● **PROBLEM**:
Quote all entries exactly, leaving pictures aside.

● **MATERIAL TO PROCESS**:
○ ○ ○

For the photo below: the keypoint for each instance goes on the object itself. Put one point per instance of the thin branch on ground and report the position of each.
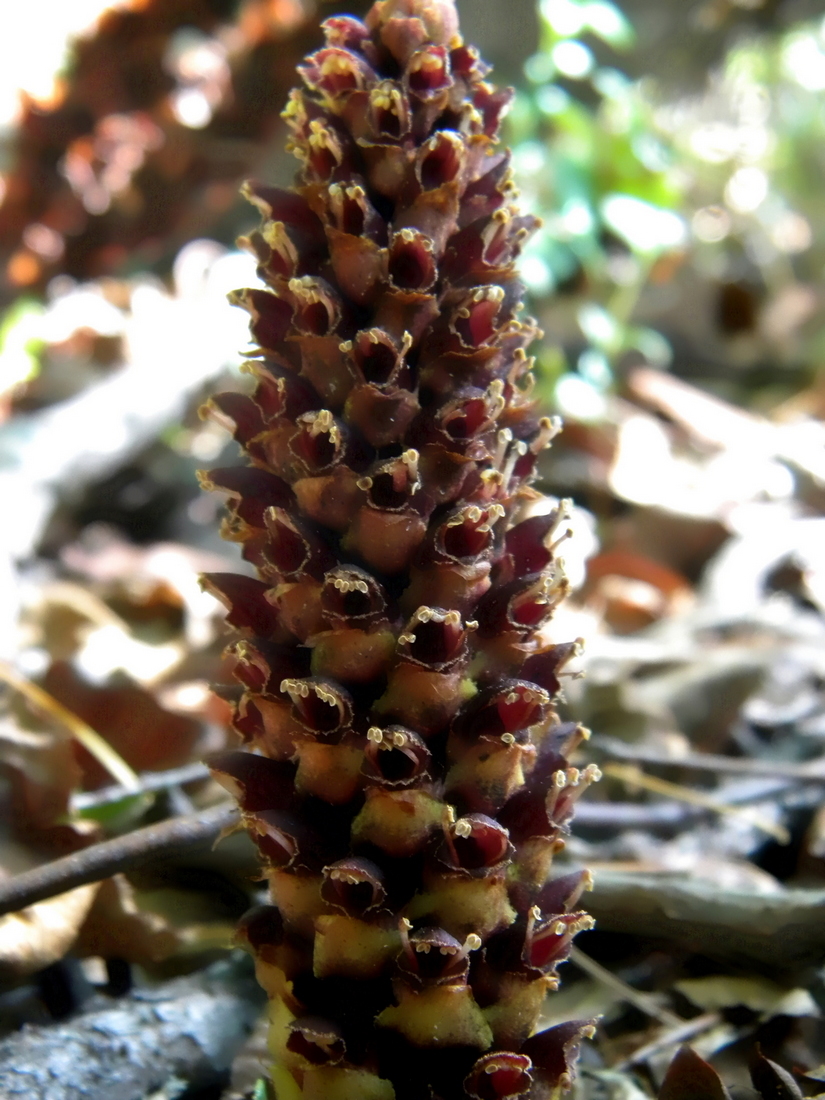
(635, 777)
(149, 783)
(79, 729)
(645, 1002)
(120, 854)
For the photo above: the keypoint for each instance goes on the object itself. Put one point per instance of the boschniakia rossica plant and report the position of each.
(405, 776)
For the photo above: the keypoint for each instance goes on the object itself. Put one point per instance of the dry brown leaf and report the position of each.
(42, 934)
(117, 927)
(139, 729)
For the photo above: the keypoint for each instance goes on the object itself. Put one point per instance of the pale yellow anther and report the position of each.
(295, 688)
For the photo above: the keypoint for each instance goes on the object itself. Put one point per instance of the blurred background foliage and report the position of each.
(683, 224)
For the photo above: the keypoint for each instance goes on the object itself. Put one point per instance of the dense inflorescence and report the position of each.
(405, 776)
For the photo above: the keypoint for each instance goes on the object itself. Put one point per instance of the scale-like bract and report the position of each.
(405, 776)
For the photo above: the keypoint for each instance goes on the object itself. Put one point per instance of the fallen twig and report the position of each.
(121, 854)
(189, 1029)
(79, 729)
(147, 782)
(635, 777)
(778, 931)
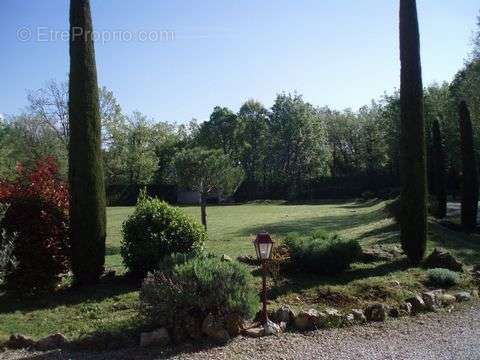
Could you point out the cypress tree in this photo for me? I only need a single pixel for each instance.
(470, 171)
(85, 173)
(413, 208)
(439, 172)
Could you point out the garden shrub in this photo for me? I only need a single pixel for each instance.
(156, 230)
(7, 260)
(35, 224)
(322, 253)
(443, 278)
(201, 286)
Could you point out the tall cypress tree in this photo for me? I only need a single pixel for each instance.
(413, 213)
(439, 172)
(87, 188)
(470, 171)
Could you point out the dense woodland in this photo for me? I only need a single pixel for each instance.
(292, 150)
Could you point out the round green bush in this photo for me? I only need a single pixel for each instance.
(156, 230)
(443, 278)
(200, 286)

○ ○ ○

● **EXERCISE SOLUTION**:
For the photo below: the keypoint for each instance goes on the object itself. Put one point per instance of the thin branch on ground and report the position of each.
(635, 777)
(149, 783)
(79, 729)
(645, 1002)
(120, 854)
For the photo above: the keypoint for each instance goes on the object itself. Put one point per instance of the boschniakia rossica plant and report the position of each.
(405, 776)
For the photo above: the keypoint for each instance goes on the object itself. Put one point per instance of the dry brown leaf and report the position of each.
(42, 934)
(117, 927)
(139, 729)
For the photo above: the keypoint for each instance goes on the object itself. Put one point per instance of the pale yellow anther and report the position of each.
(295, 688)
For the photo above: the keypoint for each instance goes on the object itself. Put one point per instance of the blurred background foliage and report the position of each.
(683, 224)
For the photo above: the keypoint for each instance goes on the object itself. Put one point per instance of the dense inflorescence and report the position of each.
(405, 776)
For the photo above: the keypoint for each instance goes on the object itself. Put one point per instance of the scale-like bract and report the position of each.
(405, 776)
For the photo above: the keypoint for each instance goes on the object itself. Put one point per instance of the fallen twig and report the position of each.
(121, 854)
(189, 1029)
(79, 729)
(147, 782)
(635, 777)
(778, 931)
Could you point out the cypress tree in this photo for me? I only need a single pixel for each instance.
(470, 171)
(85, 173)
(413, 208)
(439, 172)
Could you point out the garden shrub in this photo for me? I only need a single pixel for each instance.
(156, 230)
(7, 260)
(35, 224)
(322, 253)
(443, 278)
(201, 286)
Could you point out the tall cypress tree in this photo for me? I only need a single pixel for each instance.
(413, 213)
(439, 172)
(87, 188)
(470, 171)
Could you point out the dense woodland in this photo for me? I only need a single pixel for each instance.
(292, 150)
Could you point out the round green bush in this photo for me? I only need a single pixel for each instance.
(156, 230)
(443, 278)
(200, 286)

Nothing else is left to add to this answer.